#### [What the exercise asks]
Reproduce nothing but the closing run of lines: the line with "of the black" and each line that follows it to the end of the data.

========================================

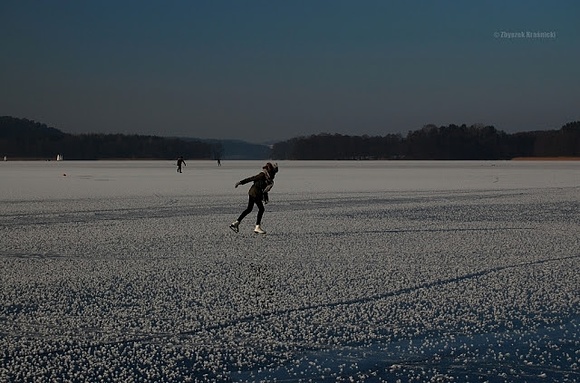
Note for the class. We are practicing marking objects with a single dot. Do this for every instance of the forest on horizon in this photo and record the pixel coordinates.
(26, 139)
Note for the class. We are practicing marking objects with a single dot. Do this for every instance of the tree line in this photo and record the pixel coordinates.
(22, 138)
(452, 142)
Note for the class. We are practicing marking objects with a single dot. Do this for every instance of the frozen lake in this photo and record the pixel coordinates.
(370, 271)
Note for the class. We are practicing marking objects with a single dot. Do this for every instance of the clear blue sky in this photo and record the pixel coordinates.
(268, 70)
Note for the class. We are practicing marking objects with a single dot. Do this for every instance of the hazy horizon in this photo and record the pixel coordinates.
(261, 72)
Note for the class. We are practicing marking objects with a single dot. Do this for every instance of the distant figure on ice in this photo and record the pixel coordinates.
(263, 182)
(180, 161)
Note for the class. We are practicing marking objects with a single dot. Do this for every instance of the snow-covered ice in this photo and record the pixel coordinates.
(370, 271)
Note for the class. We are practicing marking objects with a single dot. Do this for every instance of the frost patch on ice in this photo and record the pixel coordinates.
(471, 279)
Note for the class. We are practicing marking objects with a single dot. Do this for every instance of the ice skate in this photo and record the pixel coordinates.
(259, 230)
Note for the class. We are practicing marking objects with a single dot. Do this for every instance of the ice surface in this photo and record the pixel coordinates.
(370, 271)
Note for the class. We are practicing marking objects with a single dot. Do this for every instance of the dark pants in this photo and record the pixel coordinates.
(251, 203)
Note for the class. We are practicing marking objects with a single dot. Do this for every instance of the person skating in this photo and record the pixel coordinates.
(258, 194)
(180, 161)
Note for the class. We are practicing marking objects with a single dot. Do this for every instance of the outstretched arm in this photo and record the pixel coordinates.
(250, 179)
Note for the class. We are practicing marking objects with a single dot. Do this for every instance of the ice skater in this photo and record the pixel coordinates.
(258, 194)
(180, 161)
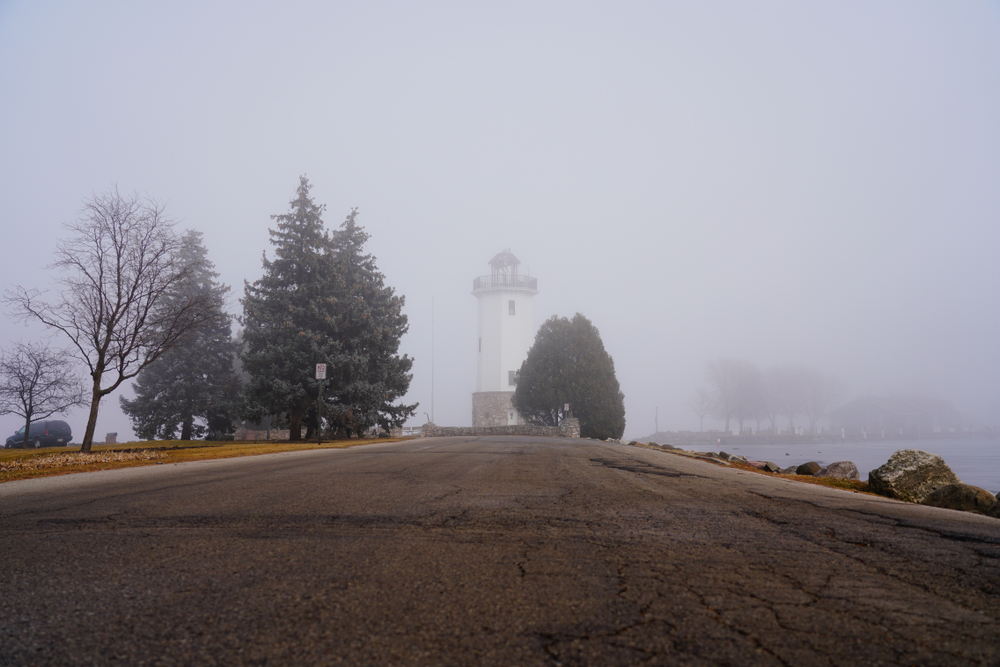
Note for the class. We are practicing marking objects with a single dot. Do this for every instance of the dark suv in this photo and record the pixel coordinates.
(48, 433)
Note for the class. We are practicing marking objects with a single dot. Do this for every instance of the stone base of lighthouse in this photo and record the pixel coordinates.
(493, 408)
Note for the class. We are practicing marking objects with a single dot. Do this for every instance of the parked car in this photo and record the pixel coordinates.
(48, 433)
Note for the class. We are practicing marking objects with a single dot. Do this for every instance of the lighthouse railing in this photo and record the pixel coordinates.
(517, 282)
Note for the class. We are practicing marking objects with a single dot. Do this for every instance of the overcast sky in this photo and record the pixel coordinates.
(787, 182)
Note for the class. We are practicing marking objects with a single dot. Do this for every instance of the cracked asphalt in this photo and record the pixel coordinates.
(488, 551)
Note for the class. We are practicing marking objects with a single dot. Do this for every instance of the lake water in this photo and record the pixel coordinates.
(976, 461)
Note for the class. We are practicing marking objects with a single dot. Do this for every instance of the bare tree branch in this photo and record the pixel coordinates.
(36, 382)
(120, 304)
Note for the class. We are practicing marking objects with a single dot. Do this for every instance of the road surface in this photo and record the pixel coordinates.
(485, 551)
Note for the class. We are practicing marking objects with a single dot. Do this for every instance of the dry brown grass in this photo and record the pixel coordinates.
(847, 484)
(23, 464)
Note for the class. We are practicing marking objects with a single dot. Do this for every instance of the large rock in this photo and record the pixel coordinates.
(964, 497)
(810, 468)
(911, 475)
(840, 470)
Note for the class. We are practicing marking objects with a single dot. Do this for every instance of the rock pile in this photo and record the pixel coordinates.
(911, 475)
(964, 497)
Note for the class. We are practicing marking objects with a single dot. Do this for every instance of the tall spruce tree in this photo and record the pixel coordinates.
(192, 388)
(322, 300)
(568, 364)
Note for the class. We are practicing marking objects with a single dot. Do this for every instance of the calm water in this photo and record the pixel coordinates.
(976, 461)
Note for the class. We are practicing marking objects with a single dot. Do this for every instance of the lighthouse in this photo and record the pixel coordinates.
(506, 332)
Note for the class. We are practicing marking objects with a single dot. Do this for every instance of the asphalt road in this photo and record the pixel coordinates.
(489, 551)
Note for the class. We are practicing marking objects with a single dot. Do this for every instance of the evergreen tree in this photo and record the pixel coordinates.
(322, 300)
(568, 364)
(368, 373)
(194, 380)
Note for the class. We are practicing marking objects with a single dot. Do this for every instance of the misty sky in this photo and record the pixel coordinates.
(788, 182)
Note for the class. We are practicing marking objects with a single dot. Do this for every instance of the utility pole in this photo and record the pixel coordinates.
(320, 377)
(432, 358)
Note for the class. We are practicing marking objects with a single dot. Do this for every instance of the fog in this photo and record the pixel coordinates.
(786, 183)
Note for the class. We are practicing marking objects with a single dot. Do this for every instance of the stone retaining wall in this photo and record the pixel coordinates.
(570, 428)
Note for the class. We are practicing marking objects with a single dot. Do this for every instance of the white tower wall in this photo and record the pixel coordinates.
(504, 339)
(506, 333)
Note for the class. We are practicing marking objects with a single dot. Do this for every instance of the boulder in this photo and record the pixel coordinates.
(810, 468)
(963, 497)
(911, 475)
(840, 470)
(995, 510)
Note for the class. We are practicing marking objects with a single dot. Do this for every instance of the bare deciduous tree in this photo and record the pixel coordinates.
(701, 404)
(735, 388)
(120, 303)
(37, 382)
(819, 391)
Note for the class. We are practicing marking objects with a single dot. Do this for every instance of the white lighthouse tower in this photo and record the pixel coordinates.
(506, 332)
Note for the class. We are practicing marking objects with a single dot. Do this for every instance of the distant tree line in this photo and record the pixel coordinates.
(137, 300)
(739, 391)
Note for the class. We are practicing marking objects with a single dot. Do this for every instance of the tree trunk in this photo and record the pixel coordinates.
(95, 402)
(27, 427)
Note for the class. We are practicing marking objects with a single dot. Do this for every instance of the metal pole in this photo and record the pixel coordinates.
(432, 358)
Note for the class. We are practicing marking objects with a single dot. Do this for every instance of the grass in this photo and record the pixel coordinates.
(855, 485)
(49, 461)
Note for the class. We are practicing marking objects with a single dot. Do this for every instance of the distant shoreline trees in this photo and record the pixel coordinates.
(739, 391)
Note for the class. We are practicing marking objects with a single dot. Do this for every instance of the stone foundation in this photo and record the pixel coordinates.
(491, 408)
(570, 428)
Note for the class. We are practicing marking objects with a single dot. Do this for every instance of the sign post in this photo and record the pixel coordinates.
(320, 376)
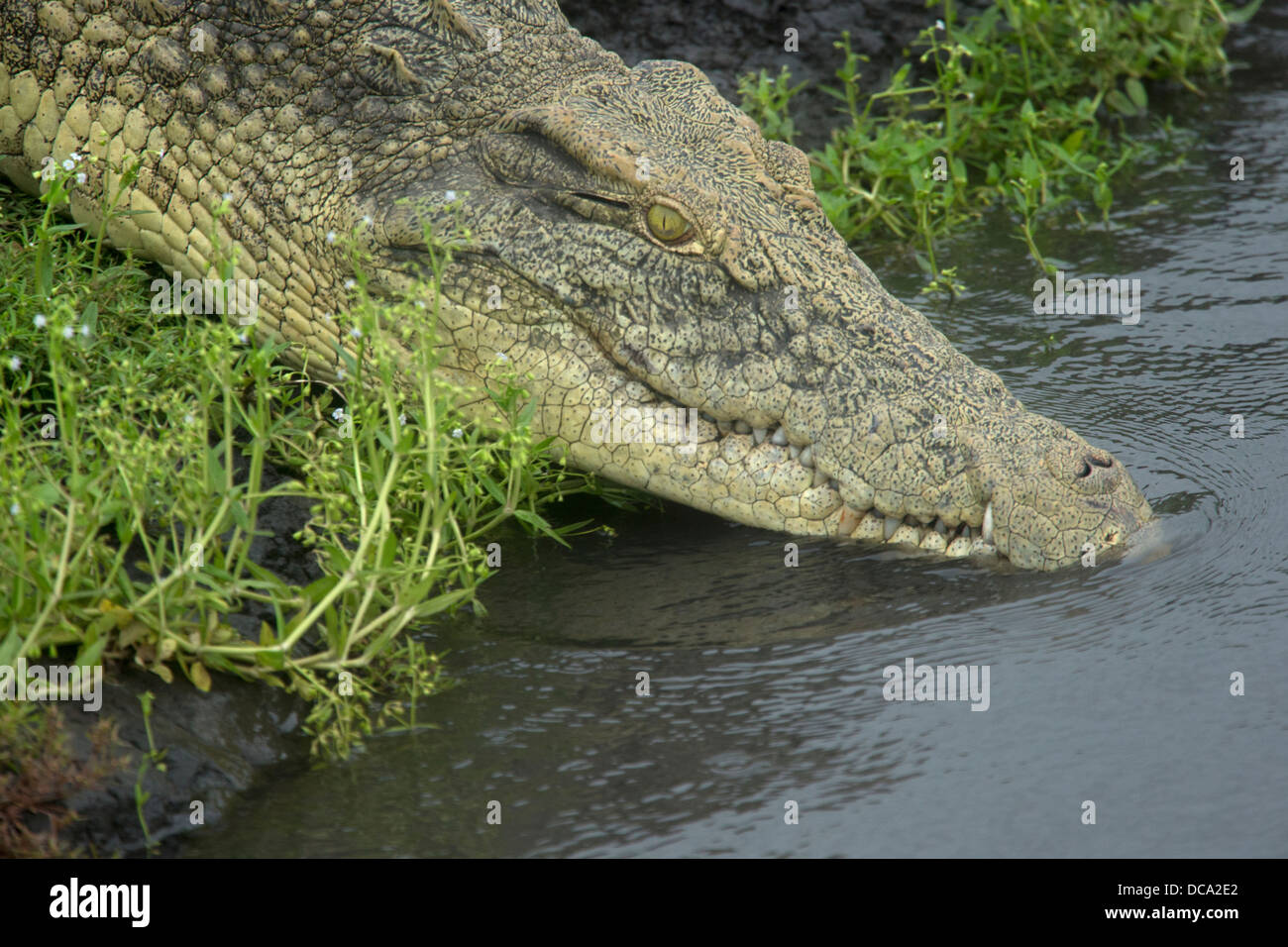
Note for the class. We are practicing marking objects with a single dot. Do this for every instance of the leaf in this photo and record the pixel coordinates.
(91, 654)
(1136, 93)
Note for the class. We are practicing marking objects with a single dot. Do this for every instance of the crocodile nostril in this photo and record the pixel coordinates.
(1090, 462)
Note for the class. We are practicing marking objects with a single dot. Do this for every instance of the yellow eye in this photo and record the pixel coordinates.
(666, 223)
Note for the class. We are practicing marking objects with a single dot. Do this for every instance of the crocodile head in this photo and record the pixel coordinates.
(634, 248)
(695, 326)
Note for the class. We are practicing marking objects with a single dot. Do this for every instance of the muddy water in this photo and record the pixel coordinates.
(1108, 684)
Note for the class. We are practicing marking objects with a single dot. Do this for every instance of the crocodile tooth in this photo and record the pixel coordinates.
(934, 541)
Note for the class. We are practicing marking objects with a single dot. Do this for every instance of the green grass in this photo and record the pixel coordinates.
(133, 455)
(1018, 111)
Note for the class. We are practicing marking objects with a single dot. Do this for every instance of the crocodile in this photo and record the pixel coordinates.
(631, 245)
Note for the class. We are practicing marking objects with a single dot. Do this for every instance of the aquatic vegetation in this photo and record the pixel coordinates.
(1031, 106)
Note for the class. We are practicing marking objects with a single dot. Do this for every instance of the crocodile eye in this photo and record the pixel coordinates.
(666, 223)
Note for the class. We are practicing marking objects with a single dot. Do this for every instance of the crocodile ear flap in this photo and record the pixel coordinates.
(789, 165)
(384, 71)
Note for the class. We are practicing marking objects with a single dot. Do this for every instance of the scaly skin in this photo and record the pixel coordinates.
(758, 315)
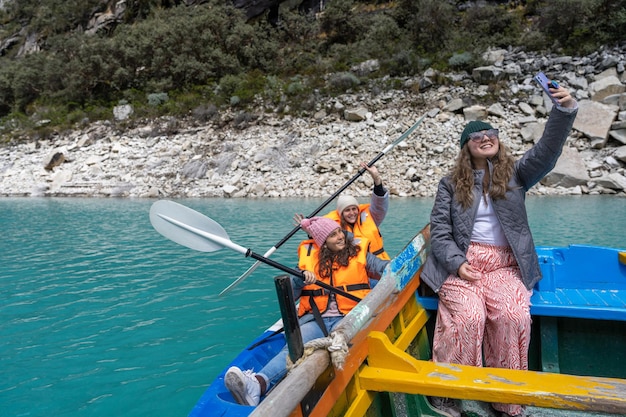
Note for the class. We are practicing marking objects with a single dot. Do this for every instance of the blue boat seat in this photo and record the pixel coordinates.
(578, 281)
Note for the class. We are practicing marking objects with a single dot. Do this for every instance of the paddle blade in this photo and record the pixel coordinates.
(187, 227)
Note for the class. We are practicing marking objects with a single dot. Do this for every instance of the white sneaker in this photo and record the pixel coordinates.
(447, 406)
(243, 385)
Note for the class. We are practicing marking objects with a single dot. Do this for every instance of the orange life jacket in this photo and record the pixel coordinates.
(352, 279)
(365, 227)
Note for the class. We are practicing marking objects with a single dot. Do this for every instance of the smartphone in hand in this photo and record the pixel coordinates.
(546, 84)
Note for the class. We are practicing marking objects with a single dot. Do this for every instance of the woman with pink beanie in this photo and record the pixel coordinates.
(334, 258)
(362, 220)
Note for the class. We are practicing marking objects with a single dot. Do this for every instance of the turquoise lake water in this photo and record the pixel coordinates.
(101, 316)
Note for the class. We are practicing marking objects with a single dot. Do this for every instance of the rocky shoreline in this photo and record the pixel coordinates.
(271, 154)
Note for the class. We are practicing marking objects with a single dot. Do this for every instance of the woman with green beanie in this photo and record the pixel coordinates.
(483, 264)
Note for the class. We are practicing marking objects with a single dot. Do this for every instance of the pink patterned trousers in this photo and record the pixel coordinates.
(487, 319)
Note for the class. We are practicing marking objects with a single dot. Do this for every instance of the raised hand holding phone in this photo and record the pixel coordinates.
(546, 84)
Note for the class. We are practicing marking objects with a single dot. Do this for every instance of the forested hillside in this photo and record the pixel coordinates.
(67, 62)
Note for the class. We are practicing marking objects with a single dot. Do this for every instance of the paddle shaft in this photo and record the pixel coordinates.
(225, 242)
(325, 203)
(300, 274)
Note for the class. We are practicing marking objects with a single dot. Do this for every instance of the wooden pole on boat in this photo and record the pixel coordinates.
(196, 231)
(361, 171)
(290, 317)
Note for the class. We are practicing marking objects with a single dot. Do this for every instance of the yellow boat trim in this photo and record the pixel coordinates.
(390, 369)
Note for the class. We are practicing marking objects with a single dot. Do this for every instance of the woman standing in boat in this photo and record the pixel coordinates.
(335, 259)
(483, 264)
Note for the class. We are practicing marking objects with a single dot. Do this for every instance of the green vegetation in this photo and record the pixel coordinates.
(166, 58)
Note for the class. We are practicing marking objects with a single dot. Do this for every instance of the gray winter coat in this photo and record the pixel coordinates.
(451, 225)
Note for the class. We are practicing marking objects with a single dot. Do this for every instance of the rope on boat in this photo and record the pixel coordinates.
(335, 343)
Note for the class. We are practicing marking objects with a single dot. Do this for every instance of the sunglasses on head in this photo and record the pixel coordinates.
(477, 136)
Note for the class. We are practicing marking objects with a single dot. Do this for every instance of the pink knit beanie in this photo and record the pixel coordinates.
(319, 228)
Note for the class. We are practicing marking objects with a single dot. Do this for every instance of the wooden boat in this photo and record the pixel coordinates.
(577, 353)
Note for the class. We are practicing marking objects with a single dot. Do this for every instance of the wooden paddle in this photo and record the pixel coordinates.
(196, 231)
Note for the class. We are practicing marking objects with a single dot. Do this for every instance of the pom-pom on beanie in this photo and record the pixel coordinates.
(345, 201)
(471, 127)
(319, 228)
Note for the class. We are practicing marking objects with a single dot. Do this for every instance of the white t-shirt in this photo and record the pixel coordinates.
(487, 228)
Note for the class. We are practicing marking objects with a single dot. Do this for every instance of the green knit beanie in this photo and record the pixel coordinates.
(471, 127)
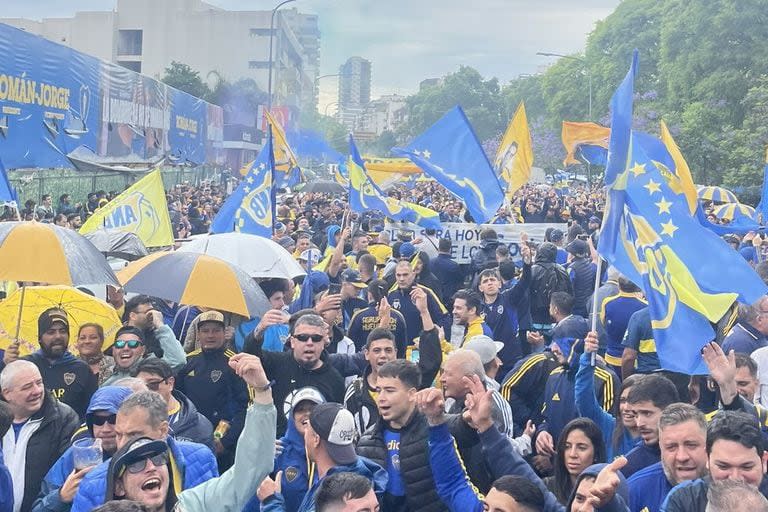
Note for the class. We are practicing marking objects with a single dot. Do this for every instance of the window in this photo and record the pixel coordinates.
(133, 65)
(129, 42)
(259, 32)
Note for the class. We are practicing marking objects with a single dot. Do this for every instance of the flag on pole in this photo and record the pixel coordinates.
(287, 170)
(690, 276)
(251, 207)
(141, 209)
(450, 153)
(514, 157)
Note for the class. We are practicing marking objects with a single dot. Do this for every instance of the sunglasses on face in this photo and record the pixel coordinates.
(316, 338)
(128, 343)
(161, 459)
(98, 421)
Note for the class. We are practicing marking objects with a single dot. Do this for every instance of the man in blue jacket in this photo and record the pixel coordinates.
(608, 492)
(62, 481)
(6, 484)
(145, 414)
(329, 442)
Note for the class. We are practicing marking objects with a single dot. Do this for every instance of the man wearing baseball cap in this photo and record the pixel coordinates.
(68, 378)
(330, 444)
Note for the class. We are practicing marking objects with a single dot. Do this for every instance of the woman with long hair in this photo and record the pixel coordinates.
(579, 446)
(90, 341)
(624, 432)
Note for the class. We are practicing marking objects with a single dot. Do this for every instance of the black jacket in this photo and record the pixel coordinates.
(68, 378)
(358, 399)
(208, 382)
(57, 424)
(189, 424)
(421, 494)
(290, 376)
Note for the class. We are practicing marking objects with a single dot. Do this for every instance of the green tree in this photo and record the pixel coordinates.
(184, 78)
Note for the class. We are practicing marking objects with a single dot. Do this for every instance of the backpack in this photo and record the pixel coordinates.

========================================

#### [Reply to the task]
Note for the class. We are practicing marking objects with a single dot. Do this for every instance of the black jacket in this photo and record the pixel coordinates.
(68, 378)
(358, 399)
(208, 382)
(57, 424)
(189, 424)
(421, 494)
(290, 376)
Note for the class. We are practicing marking objects with a single dot. Do this for every instance of the green tree in this photo and record the pixel coordinates.
(184, 78)
Note for the class. We are practicing marking objects with a single dot. Do this for every instance of the backpack in this photo and record the pixel coordinates.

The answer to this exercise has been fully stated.